Materials provided →
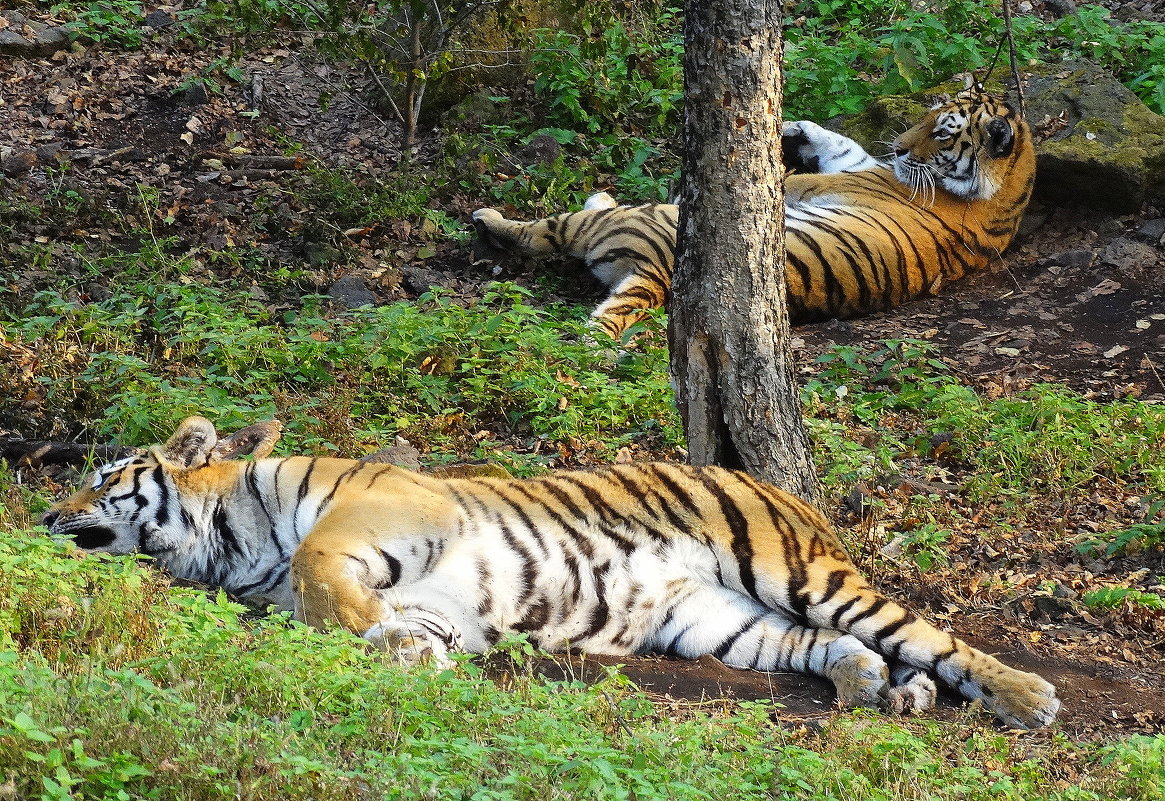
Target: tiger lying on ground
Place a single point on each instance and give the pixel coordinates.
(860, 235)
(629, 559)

---

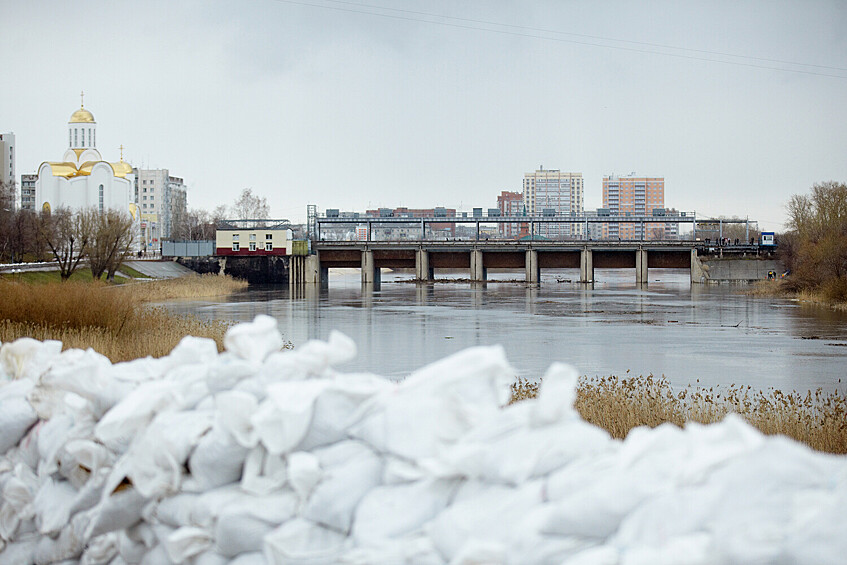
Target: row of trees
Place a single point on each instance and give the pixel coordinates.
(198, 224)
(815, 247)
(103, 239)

Instructions for the task → Every line above with the word "Target" is to be copied out.

Solution below →
Target: tiger lying on ground
Target: row of trees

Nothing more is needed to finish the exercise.